Task instructions —
Extend the OceanGPT technical report excerpt below with the passage that should come next, starting after its final sentence.

技术报告 – OceanGPT

Report

OceanGPT Technical Report

The ocean not only harbors immense—and still largely untapped—resources, but also represents a frontier that remains largely inaccessible and poorly understood by humankind. Advances in artificial intelligence (AI), particularly foundation models in natural language processing and computer vision, have delivered unprecedented capabilities in pattern recognition and predictive analytics.Currently, directly applying foundation models to the ocean domain presents numerous challenges, prompting researchers to explore how best to adapt and deploy these models for ocean AI applications.

First, effective oceanic AI demands deep domain expertise: the ocean is governed by a rich lattice of specialized concepts—from hydrographic processes to biogeochemical cycles—that generalpurpose models simply do not possess. Second, the ocean yields a distinctive suite of multimodal data (sonar echoes, optical imagery, electromagnetic readings, and more) that far exceed the sensory modalities most foundation models are built to process. Finally, many critical applications—especially those reaching into the deep sea—depend on robotic platforms, yet existing foundation models lack the capability to directly drive or coordinate underwater vehicles and sensors. Addressing these challenges will require foundation models that integrate domain knowledge, naturally ingest heterogeneous ocean data, and seamlessly interface with oceanic robotic systems.

OceanGPT-series and system architecture.

To address these challenges, we introduce the OceanGPT project. The development of OceanGPT began in 2023, when we released the first large language model, OceanGPT-basic, tailored for the ocean domain. Since then, we have continuously iterated and improved the model. In particular, we enhanced OceanGPT-basic with domain-specific knowledge through knowledge augmentation techniques, improving its capabilities in ocean domain-specific question answering. Building upon this foundation, we released a series of advanced versions, including a monolingual multimodal model, a bilingual multimodal model OceanGPT-o, and most recently, OceanGPT-coder — a code-oriented large language model designed to support underwater robot control.

OceanGPT can be applied to various scenarios such as ocean domain question answering, multimodal understanding of oceanographic data, underwater robot control, and embodied intelligence in underwater environments. It can support a wide range of ocean applications, including underwater archaeology, seabed exploration, oceanographic research, and submarine cable and pipeline monitoring. Below, we introduce the technical details.

OceanGPT-basic

In the early stages, we collected open-access ocean domain papers and related data from the Web. We performed continuous pre-training on this data after applying rule-based filtering, length filtering, and deduplication. However, we later found that directly training the model in this way did not lead to a solid grasp of domain knowledge.

Dataset extract —

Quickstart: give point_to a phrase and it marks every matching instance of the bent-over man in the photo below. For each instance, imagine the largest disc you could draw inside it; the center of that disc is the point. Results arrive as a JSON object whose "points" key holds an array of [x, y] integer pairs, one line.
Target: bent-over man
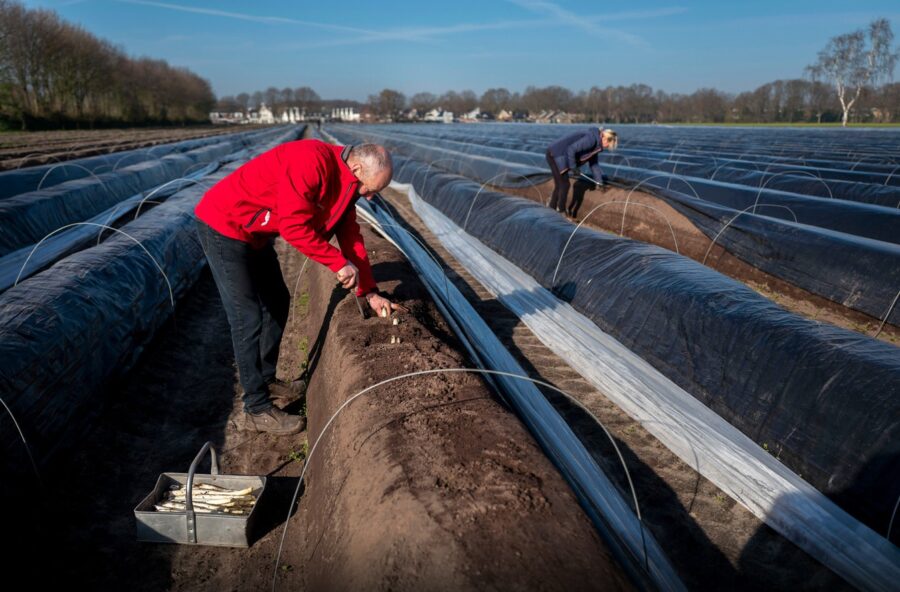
{"points": [[304, 191], [570, 152]]}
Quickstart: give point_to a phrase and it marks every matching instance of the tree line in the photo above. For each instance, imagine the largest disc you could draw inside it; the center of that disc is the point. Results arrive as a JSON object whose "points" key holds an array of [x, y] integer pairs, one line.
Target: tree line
{"points": [[54, 74], [781, 101], [842, 85]]}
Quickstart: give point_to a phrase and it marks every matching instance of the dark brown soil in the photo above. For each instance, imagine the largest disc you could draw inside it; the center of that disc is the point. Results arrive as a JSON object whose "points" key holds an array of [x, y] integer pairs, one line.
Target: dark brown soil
{"points": [[713, 542], [646, 220], [24, 149], [424, 484]]}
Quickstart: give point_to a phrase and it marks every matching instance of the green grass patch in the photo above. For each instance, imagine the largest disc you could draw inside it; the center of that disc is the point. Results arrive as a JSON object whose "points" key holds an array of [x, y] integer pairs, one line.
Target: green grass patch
{"points": [[303, 304], [300, 454]]}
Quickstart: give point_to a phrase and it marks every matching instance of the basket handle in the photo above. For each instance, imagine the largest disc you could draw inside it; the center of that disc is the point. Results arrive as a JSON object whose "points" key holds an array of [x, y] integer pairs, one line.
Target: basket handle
{"points": [[189, 503]]}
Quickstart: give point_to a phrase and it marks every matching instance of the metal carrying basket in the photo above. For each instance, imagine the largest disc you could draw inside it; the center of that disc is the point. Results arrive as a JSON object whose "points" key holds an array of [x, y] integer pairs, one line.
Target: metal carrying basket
{"points": [[198, 528]]}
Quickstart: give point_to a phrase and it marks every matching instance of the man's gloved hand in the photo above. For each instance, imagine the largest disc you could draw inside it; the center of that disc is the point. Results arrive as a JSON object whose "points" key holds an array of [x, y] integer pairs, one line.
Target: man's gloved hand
{"points": [[381, 305], [348, 276]]}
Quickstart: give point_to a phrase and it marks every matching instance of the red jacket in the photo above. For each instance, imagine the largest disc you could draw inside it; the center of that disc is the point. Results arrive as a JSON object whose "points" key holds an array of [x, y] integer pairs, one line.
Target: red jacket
{"points": [[303, 191]]}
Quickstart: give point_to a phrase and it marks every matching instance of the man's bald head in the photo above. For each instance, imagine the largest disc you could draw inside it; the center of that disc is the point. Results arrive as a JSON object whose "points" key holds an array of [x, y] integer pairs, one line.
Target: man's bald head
{"points": [[371, 163]]}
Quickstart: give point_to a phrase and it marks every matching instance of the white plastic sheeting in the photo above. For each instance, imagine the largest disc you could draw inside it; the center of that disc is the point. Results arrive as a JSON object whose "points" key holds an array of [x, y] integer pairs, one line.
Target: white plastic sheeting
{"points": [[697, 435], [631, 544]]}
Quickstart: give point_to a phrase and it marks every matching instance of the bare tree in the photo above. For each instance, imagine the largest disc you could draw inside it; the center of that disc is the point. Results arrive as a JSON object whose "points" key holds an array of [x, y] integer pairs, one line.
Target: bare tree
{"points": [[306, 98], [495, 100], [851, 65], [423, 102], [388, 103]]}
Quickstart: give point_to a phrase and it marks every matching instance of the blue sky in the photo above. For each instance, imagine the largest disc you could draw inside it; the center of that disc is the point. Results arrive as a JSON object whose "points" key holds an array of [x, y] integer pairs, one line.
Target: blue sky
{"points": [[351, 49]]}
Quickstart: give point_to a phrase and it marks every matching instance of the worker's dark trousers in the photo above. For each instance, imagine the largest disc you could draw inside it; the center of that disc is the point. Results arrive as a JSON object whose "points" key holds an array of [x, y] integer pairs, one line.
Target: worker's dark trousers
{"points": [[560, 186], [256, 303]]}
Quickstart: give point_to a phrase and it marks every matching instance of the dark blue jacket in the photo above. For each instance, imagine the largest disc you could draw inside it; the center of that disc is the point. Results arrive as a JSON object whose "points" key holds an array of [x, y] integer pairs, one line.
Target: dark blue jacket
{"points": [[576, 149]]}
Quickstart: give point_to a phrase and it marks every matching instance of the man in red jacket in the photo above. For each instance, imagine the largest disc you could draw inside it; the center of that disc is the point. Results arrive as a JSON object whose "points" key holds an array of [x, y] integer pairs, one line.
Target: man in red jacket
{"points": [[304, 191]]}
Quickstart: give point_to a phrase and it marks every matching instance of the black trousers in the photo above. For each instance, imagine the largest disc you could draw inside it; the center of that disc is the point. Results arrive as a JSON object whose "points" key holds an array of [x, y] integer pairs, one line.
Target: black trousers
{"points": [[256, 303], [560, 186]]}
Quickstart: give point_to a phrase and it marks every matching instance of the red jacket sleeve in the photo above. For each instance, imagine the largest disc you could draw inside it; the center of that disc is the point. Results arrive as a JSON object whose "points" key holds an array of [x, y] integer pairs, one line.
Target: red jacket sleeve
{"points": [[353, 247], [298, 192]]}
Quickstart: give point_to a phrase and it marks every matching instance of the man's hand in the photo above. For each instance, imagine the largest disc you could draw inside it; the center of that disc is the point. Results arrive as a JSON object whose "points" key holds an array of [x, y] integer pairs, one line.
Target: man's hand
{"points": [[381, 305], [348, 276]]}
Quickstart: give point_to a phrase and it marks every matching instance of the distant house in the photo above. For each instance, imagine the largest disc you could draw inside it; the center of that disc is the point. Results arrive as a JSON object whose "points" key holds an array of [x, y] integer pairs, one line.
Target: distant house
{"points": [[261, 116], [471, 116], [439, 115], [226, 117], [553, 117], [266, 117], [292, 115], [345, 114]]}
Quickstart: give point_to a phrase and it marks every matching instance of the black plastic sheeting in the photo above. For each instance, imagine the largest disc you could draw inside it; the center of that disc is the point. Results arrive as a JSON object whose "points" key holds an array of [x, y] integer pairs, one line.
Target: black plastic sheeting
{"points": [[68, 331], [843, 264], [611, 514], [860, 155], [824, 399], [514, 168], [28, 217], [27, 179]]}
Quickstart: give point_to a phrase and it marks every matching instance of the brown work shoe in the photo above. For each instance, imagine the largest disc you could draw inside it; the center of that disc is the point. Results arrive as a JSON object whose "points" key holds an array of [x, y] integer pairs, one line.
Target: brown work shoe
{"points": [[287, 390], [273, 421]]}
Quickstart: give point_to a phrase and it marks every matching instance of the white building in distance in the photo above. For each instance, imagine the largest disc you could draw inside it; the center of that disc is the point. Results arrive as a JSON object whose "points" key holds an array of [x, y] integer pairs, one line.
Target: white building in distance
{"points": [[439, 115], [345, 114]]}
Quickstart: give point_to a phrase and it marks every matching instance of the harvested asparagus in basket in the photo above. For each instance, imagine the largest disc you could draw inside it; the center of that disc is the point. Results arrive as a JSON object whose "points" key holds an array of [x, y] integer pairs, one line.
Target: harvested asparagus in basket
{"points": [[208, 498]]}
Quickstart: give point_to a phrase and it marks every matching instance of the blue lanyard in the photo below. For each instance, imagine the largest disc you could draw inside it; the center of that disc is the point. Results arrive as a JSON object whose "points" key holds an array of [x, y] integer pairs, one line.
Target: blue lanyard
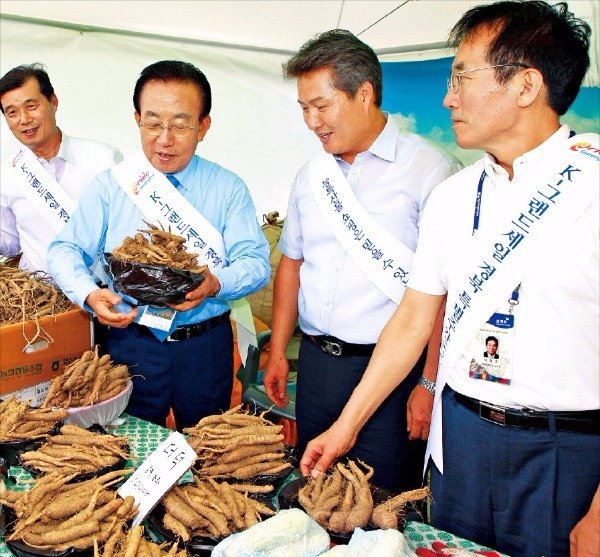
{"points": [[480, 193], [478, 202]]}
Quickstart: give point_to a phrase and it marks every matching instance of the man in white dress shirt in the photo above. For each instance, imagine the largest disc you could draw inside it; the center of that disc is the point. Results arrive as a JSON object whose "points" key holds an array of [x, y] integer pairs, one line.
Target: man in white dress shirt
{"points": [[62, 166], [510, 245], [348, 240]]}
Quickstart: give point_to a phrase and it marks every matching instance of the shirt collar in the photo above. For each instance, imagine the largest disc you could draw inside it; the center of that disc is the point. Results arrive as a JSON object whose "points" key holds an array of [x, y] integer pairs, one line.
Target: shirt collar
{"points": [[384, 146], [185, 176], [529, 159], [64, 151]]}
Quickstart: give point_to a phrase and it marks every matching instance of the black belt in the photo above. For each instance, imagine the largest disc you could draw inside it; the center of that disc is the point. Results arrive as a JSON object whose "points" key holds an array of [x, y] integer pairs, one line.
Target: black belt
{"points": [[336, 347], [189, 331], [586, 421]]}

Task answer —
Knowledge-augmented instruction data generation for OceanGPT

To address this, we extracted conceptual knowledge from publicly available ocean literature and constructed a knowledge graph, primarily with the help of general-purpose large language models. We then used this knowledge graph to synthesize domain-specific instruction data in the ocean field (as illustrated). Additionally, we adopted a retrieval-augmented generation (RAG) approach to further enrich the instruction data. To enhance multilingual support, we used large language models to translate the instructions into multiple languages. We observed that the resulting instruction data was of high quality and demonstrated strong domain relevance in the ocean domain. A portion of this data was also used to train OceanGPT-o.

After data collection, we trained the model based on the Qwen. Meanwhile, we built a domain-specific knowledge base using expert-curated ocean data for RAG. The model automatically determines whether retrieval is needed, and if so, queries the knowledge base to enhance its responses. In our online system, we employ a hybrid architecture that integrates general and domain-specific capabilities by calling DeepSeek, enabling a seamless fusion of general-purpose knowledge and ocean expertise.

OceanGPT-o

We collected a large amount of publicly available sonar data from the internet, and additionally acquired a substantial set of real-world sonar data using an ROV in the coastal waters near Zhoushan, Zhejiang Province. Based on these sonar images and corresponding target labels, we synthesized multimodal instruction data using large language models.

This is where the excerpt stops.